» **Instructions for the task**
Render everything from the line containing "cricket shoe, each" down to the last line of the entries as a Markdown table, with a Row column numbering each line and a Line text column holding the line itself. Leave out blank lines.
────
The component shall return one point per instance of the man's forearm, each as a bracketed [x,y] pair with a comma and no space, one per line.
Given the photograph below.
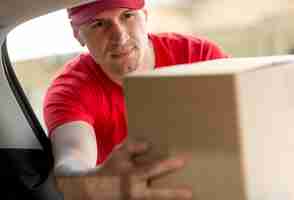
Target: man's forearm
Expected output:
[78,182]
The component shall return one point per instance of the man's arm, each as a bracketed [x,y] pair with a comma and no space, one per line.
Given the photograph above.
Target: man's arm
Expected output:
[74,148]
[75,152]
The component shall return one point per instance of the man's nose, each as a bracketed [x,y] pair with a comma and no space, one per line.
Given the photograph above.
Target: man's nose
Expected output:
[119,34]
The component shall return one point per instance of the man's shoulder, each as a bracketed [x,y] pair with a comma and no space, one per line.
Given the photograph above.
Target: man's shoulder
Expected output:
[172,38]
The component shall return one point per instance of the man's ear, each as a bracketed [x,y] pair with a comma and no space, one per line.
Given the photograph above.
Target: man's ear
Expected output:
[77,35]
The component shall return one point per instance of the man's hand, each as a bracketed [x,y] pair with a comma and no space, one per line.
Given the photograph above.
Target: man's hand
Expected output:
[122,178]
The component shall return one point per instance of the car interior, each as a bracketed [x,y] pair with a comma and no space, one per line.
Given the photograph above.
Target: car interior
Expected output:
[26,170]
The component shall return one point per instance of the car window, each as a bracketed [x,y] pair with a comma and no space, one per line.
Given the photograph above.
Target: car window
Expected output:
[39,48]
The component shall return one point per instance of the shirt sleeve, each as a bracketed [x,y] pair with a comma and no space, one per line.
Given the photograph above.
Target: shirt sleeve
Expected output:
[65,102]
[212,51]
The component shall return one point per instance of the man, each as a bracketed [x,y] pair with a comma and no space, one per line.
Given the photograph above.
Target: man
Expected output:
[84,107]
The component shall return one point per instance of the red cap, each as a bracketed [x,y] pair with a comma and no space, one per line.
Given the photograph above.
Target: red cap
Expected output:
[84,13]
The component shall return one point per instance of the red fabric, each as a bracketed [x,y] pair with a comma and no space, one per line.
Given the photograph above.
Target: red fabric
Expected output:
[87,12]
[84,92]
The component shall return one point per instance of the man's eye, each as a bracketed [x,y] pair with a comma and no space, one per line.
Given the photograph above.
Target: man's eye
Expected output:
[97,24]
[128,15]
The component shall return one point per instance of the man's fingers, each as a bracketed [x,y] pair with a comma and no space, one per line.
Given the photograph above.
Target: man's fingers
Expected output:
[170,194]
[163,168]
[136,148]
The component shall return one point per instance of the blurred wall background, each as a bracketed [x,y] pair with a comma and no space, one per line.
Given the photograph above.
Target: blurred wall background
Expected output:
[241,28]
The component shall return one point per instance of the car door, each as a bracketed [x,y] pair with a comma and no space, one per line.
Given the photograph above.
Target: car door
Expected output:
[25,150]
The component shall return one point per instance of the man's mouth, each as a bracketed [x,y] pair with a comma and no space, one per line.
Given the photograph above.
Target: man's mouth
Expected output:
[122,54]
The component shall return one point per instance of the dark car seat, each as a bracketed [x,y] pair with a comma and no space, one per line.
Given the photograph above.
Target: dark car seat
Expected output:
[25,150]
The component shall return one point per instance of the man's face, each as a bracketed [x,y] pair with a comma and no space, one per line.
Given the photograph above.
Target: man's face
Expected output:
[117,40]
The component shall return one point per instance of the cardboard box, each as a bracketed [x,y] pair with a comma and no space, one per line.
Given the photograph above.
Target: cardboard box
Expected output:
[236,117]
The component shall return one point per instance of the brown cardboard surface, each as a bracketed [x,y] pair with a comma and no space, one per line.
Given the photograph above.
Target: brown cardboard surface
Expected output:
[234,116]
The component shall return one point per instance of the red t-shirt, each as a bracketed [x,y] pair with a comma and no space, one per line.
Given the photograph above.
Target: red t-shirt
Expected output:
[83,92]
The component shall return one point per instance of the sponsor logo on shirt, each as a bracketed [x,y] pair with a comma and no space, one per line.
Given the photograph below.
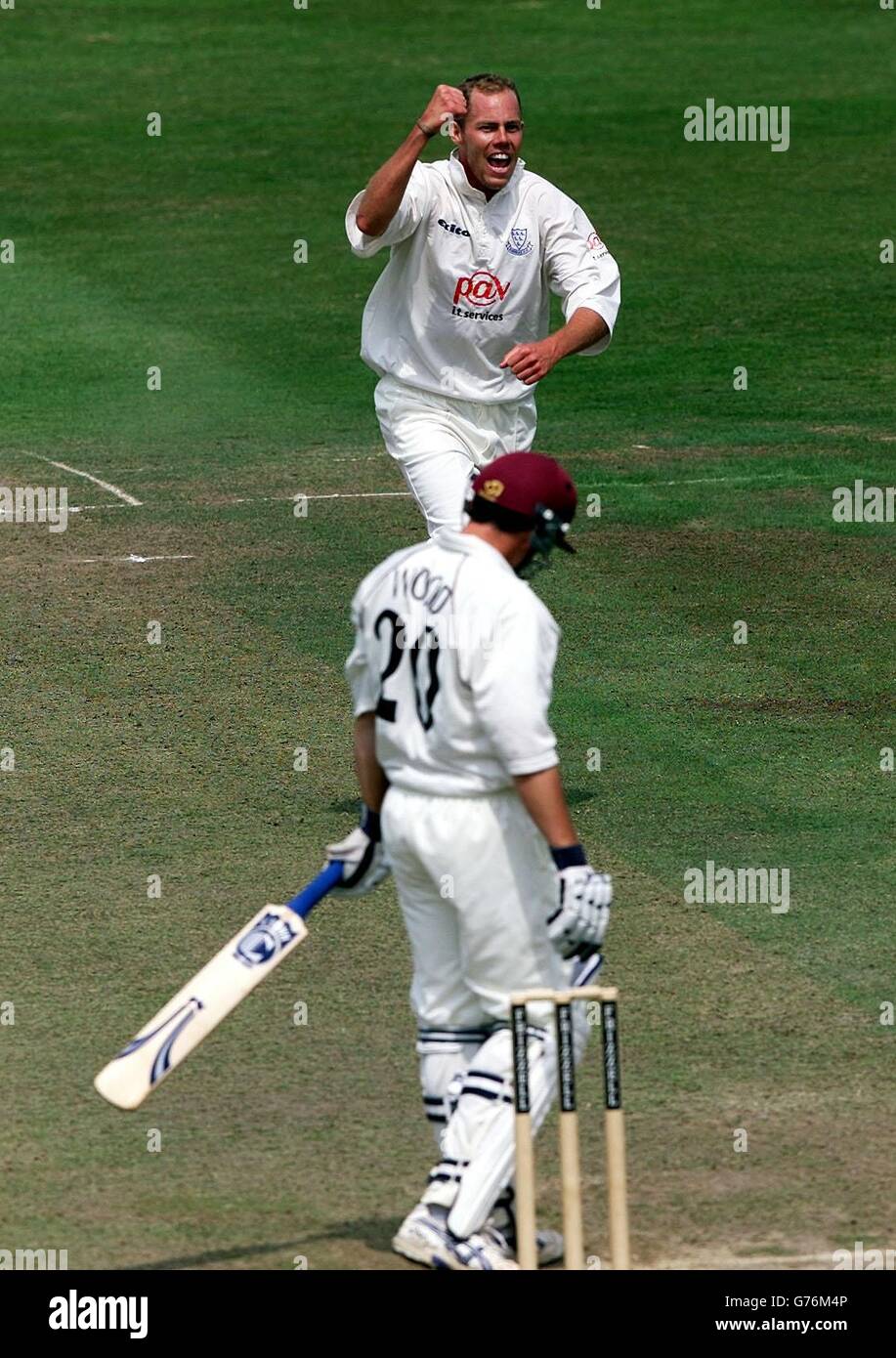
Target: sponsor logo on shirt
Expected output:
[452,227]
[481,288]
[519,242]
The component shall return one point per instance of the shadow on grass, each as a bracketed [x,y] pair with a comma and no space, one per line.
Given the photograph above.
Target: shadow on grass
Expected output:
[373,1232]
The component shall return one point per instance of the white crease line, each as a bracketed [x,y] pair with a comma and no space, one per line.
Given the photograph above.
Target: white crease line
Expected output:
[132,558]
[703,481]
[104,485]
[735,1262]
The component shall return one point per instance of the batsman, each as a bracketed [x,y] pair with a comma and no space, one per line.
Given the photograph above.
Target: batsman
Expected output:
[450,678]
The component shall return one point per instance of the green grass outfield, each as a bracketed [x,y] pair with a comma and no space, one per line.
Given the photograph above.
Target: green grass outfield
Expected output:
[282,1139]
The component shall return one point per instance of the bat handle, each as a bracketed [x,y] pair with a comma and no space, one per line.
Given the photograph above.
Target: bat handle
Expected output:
[309,898]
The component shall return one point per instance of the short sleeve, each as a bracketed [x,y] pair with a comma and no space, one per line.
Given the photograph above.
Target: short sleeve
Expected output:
[363,682]
[581,271]
[411,211]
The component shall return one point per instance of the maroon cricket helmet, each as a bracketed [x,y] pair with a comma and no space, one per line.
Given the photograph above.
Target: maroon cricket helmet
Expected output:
[533,487]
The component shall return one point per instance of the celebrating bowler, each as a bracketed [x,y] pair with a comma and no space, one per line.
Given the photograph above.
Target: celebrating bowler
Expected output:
[456,324]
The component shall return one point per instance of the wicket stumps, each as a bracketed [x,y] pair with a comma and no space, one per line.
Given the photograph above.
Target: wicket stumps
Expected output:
[571,1160]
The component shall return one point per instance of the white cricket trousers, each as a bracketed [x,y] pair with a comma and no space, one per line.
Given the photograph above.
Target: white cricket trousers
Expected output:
[440,442]
[475,883]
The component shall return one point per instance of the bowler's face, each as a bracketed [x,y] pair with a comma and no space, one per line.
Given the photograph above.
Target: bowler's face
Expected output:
[489,140]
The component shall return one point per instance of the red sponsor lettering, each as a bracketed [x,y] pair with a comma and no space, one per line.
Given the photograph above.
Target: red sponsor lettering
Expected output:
[481,288]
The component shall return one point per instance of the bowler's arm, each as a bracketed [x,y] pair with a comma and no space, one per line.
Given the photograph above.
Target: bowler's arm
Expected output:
[533,361]
[383,194]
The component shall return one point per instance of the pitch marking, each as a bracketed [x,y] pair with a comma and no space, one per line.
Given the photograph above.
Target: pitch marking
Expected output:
[104,485]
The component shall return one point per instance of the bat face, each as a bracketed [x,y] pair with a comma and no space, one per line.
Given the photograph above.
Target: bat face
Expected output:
[199,1005]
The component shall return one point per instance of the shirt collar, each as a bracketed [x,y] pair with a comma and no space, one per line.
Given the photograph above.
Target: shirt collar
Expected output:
[464,188]
[453,540]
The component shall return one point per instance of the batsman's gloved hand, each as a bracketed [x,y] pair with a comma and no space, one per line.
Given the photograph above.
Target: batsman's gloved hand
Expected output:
[363,857]
[578,923]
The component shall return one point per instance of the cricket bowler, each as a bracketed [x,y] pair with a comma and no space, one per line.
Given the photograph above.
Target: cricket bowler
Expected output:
[450,678]
[456,326]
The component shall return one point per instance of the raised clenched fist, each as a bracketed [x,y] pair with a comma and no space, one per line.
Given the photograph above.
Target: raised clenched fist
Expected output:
[446,105]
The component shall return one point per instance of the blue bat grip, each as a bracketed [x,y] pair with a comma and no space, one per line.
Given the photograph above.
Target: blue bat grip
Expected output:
[309,898]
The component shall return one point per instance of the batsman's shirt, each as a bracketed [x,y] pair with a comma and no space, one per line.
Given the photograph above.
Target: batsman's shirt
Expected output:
[455,655]
[467,278]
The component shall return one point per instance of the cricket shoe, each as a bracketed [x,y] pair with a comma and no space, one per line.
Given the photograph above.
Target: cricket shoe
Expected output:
[425,1239]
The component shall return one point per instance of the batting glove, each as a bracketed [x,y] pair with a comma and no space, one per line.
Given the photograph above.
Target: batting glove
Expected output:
[362,856]
[579,921]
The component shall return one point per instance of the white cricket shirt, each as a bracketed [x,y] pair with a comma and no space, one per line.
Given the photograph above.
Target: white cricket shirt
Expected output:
[467,278]
[455,655]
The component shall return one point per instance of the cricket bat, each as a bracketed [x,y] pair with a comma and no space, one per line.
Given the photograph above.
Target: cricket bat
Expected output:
[251,955]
────
» **Answer**
| Row | Line text |
|---|---|
| 1 | The component shall return one point per instance of the cricket shoe, each as a bracketed [x,y] pair with a comma and no space, one per line. |
| 2 | Given the photograph above. |
| 3 | Target: cricket shoe |
| 4 | Expected output: |
| 5 | [425,1239] |
| 6 | The component shall return one point per instance of the batting glove, each as a bracketed [x,y] pair with a comma and no space, one per line. |
| 7 | Given the photograph above. |
| 8 | Target: batting glove |
| 9 | Expected output: |
| 10 | [362,856] |
| 11 | [579,921] |
| 12 | The component shall return one point per instance of the white cricket shirt, each as a bracketed [x,y] pair with a comma and no space, one per line. |
| 13 | Given the photograph above. |
| 14 | Target: white cricket shirt |
| 15 | Expected output: |
| 16 | [467,278] |
| 17 | [455,655] |
| 18 | The component shall return one point per instance of the cricket bat, each as a bracketed [x,y] pair with a comma and no space, one per line. |
| 19 | Given the photograph above. |
| 20 | Target: cricket bat |
| 21 | Expected output: |
| 22 | [251,955] |